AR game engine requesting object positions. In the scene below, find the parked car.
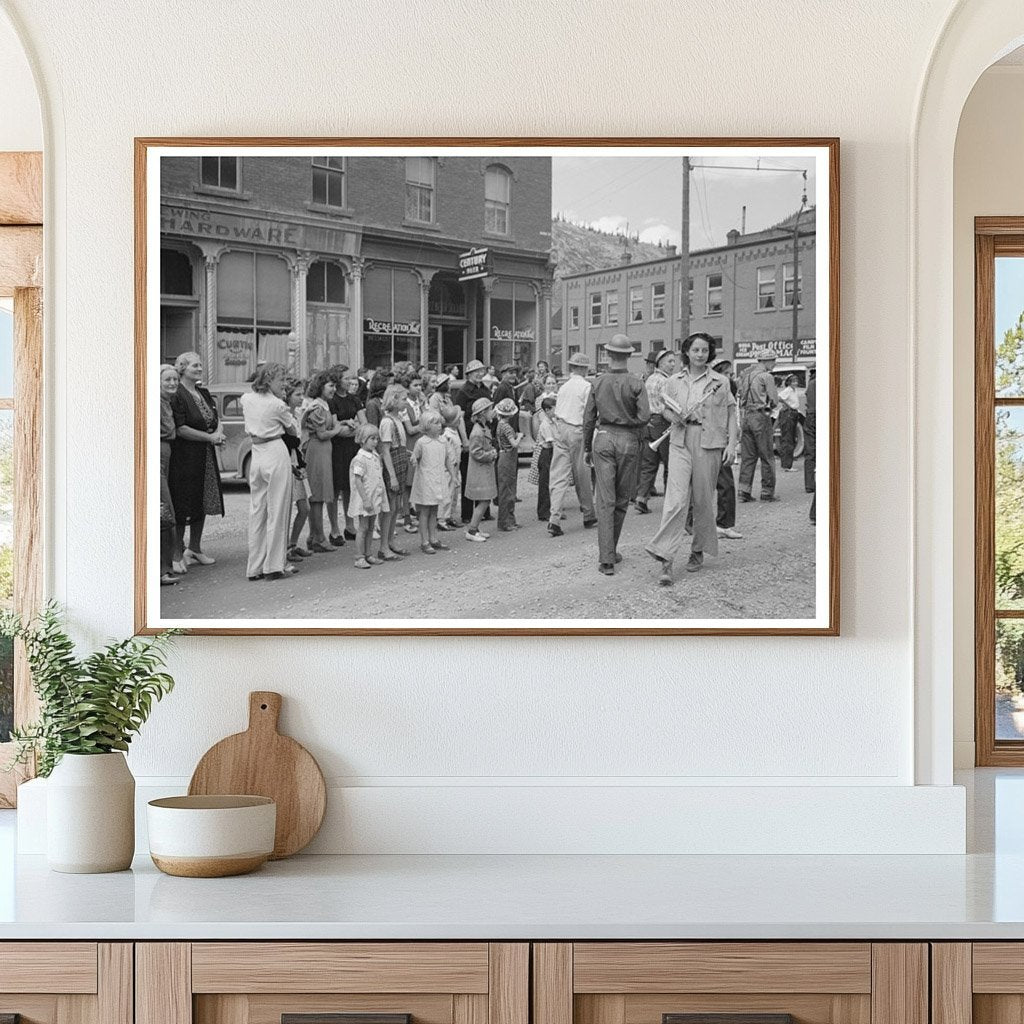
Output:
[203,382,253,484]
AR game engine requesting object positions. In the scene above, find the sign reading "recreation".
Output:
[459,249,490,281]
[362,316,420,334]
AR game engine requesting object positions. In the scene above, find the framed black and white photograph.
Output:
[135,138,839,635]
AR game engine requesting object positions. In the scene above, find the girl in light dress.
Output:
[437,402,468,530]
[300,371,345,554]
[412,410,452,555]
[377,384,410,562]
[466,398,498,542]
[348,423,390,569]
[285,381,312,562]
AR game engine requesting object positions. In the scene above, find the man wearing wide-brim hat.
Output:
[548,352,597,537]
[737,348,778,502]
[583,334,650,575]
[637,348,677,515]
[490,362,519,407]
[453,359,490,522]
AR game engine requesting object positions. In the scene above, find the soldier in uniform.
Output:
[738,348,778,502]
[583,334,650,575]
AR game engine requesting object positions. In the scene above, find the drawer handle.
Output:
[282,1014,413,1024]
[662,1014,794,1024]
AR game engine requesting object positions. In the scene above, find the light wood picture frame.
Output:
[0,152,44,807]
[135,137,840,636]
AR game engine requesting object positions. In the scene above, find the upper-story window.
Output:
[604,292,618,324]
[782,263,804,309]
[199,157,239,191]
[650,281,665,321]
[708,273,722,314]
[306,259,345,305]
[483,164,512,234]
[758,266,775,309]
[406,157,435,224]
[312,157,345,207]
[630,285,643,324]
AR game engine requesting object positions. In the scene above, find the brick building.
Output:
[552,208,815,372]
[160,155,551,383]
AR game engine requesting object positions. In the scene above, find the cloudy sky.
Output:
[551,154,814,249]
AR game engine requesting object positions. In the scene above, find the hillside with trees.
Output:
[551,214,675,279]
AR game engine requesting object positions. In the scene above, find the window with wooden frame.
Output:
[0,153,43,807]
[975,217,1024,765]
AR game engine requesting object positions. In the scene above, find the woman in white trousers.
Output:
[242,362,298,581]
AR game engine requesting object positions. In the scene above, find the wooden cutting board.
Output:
++++++
Lay out all of the items above as a numbered list, one line per entry, with blank lines and pictures left out.

Solution to the exercise -
1. AR game engine requesting object positions. In the scene below, find the parked car.
2. Output:
3. [203,382,253,484]
4. AR game engine requesting object positions. In the scene above, find the sign reading "recreation".
5. Output:
6. [459,249,490,281]
7. [362,316,420,334]
8. AR game engine requesting object positions. In the scene above, find the framed black and white photograph.
9. Output:
10. [135,138,839,635]
11. AR game engine requesting object positions. In the scene above, find the girl in light dress.
12. Output:
13. [437,402,468,530]
14. [300,371,345,554]
15. [412,410,452,555]
16. [377,384,410,562]
17. [466,398,498,542]
18. [348,423,390,569]
19. [285,381,312,562]
20. AR game engine requesting object positions. In the scene above, find the man wearing wide-brim hat.
21. Output:
22. [548,352,597,537]
23. [737,348,778,502]
24. [583,334,650,575]
25. [637,348,677,515]
26. [490,362,519,407]
27. [453,359,490,522]
28. AR game engine requesting object positions. In the scene above, find the soldier in uniform.
29. Output:
30. [738,348,778,502]
31. [583,334,650,575]
32. AR game engine requesting object positions. In the scene above, find the drawer handle.
33. Output:
34. [282,1014,413,1024]
35. [662,1014,794,1024]
36. AR game engine requesting object positions. In the scene above, find the light wood picture frame.
37. Output:
38. [0,152,44,807]
39. [135,137,840,636]
40. AR game engine requesting object positions. In the scene above, find the upper-story window.
41. Output:
42. [604,292,618,324]
43. [782,263,804,309]
44. [199,157,239,191]
45. [650,281,665,321]
46. [708,273,722,314]
47. [306,259,345,305]
48. [483,164,512,234]
49. [758,266,775,309]
50. [406,157,435,224]
51. [312,157,345,207]
52. [630,285,643,324]
53. AR game engine requesting object positions. In the scene above, find the brick building.
54. Output:
55. [552,208,815,372]
56. [160,155,551,383]
57. AR game engine requesting object positions. In the scene above, find the cloudy sky.
58. Output:
59. [551,154,814,249]
60. AR game engine requesting object positions. In the scene above, find the hillside with trees.
61. Output:
62. [551,214,675,279]
63. AR game engine requesting object positions. In the scene above, find the window with wooden frame.
64. Output:
65. [0,153,43,807]
66. [975,217,1024,765]
67. AR game engine requesting object positions. In the scene above, find the woman in white trousers.
68. Output:
69. [242,362,298,581]
70. AR game engine requesting object positions. In the scene above, find the wooden cutting board.
71. Output:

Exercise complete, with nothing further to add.